══ Information supplied
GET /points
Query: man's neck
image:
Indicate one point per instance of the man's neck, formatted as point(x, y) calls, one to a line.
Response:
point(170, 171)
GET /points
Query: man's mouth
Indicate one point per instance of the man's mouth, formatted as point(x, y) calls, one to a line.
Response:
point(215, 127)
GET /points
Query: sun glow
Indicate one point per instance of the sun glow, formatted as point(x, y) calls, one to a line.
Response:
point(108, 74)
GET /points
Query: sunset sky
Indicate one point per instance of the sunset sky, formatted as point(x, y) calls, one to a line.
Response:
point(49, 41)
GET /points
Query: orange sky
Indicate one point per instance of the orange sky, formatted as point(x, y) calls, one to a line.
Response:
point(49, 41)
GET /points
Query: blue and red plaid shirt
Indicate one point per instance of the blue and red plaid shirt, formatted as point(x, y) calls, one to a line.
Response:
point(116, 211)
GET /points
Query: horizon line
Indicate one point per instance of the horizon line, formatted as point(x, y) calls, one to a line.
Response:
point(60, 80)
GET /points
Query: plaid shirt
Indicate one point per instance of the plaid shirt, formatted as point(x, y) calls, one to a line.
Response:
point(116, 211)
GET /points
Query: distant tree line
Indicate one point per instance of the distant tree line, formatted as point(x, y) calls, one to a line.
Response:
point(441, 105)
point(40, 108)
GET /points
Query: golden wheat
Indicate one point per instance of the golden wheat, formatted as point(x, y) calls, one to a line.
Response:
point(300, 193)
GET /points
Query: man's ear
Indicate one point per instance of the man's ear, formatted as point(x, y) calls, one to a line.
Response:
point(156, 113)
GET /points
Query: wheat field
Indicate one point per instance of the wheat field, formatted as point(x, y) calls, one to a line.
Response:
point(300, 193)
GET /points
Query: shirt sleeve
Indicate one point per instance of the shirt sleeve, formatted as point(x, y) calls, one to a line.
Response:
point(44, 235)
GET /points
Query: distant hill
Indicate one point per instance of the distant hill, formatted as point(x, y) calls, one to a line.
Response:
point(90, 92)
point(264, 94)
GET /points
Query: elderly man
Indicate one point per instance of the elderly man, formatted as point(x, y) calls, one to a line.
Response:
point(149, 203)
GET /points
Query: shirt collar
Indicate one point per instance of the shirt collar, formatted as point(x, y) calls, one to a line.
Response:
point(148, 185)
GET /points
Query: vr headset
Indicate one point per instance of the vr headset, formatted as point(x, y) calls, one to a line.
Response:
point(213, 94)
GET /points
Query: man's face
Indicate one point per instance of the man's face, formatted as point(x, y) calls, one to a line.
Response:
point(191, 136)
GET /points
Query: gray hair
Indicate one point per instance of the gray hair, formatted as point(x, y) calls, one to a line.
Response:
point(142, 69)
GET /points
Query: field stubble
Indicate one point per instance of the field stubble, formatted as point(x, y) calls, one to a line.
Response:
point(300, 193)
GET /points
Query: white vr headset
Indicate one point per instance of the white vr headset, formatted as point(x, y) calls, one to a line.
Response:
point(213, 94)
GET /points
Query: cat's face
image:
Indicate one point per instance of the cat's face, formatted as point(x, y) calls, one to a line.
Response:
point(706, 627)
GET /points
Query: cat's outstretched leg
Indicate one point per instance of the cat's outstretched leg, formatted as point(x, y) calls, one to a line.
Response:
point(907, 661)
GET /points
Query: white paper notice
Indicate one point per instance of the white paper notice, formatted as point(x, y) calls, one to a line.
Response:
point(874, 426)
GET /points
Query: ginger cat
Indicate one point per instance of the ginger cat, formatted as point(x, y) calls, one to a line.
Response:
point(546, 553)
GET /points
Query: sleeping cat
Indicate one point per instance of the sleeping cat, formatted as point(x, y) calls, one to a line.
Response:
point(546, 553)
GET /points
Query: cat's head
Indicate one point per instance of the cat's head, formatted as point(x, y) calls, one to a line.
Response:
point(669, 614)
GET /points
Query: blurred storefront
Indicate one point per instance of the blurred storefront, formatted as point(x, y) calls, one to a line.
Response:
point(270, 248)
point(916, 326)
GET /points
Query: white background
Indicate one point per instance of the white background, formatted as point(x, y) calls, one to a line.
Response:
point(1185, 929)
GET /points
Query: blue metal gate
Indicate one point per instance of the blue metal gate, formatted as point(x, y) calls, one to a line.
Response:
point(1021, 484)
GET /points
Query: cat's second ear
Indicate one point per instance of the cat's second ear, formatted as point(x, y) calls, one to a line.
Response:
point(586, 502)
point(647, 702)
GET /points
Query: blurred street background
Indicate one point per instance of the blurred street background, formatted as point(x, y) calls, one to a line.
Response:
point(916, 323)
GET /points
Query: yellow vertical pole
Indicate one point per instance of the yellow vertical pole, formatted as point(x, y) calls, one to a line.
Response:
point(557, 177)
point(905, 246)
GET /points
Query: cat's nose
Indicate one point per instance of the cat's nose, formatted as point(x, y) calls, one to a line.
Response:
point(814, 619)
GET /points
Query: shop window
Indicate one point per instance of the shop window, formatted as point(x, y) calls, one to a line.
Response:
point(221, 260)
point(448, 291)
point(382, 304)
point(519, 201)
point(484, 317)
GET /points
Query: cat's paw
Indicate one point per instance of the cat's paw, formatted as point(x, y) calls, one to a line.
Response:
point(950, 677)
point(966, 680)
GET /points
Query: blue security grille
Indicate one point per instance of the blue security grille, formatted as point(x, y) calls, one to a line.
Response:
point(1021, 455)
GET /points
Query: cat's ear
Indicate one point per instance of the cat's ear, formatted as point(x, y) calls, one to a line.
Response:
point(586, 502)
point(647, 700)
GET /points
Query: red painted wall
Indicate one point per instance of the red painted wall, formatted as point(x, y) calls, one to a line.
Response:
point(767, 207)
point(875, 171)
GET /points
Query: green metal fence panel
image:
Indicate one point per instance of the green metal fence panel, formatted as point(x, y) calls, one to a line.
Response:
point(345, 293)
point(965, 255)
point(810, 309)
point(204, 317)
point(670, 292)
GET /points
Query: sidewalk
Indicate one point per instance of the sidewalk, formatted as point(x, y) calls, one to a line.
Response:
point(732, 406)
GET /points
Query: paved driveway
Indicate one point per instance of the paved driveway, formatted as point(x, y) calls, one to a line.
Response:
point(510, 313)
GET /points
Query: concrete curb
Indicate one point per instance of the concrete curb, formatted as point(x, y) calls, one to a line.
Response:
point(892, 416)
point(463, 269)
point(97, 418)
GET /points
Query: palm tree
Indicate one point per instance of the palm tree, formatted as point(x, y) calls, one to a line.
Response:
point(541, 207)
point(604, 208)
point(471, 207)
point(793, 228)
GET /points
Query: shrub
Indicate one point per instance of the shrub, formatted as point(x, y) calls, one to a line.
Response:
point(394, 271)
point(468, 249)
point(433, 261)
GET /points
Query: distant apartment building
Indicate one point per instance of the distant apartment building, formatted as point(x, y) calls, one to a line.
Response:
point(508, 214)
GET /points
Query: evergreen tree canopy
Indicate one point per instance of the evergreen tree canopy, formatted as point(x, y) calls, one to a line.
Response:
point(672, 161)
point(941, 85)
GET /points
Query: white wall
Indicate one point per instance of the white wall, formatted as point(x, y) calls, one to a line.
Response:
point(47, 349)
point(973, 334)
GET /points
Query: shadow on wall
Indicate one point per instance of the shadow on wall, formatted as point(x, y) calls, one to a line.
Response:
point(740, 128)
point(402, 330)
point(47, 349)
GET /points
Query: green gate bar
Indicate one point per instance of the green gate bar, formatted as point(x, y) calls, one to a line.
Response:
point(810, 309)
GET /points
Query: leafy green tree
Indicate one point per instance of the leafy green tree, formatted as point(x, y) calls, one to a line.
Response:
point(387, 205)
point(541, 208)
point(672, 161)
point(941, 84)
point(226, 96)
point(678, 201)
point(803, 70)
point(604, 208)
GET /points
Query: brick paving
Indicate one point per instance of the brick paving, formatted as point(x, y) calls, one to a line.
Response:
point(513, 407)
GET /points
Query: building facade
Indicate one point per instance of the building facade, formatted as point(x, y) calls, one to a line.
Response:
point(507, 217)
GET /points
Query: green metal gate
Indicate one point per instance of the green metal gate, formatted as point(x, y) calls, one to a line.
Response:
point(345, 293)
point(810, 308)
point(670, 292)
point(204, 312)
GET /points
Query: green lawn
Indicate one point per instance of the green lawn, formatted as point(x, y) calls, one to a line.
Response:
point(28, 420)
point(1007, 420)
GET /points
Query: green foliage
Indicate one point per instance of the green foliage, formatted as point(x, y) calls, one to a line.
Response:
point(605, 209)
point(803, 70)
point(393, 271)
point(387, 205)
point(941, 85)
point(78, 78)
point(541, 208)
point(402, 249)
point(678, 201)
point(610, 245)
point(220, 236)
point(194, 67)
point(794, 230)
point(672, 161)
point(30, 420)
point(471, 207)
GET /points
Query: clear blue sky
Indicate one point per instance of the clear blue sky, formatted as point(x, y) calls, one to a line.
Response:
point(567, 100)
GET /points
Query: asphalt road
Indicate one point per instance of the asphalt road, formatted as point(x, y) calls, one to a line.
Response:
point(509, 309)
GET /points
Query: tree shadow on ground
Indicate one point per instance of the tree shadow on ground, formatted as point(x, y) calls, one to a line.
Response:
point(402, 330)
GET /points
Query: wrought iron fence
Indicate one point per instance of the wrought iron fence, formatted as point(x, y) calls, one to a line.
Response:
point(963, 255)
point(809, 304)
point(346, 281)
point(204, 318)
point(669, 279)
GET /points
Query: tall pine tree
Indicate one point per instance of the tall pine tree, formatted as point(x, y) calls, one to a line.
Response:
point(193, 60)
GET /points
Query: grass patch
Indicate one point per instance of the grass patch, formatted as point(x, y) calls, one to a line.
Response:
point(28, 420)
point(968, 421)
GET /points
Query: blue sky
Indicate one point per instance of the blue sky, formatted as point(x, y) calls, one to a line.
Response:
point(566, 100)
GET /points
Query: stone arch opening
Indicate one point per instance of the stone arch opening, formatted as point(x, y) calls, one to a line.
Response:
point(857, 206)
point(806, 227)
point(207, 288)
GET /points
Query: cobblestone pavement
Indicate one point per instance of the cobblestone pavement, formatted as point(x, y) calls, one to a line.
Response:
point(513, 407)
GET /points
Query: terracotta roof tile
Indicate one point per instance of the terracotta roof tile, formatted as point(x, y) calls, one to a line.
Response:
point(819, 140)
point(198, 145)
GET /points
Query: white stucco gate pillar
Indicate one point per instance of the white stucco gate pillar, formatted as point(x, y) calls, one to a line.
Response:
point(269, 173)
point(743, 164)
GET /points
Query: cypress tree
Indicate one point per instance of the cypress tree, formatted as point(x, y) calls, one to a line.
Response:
════
:: Challenge ::
Select every line of the entries above that contains the string "tile", and copy each one. Case counts.

:: Reply ::
Query: terracotta roof tile
Indicate one point per instance of the terracotta roof tile, formatted as point(x, y) calls, one to a line.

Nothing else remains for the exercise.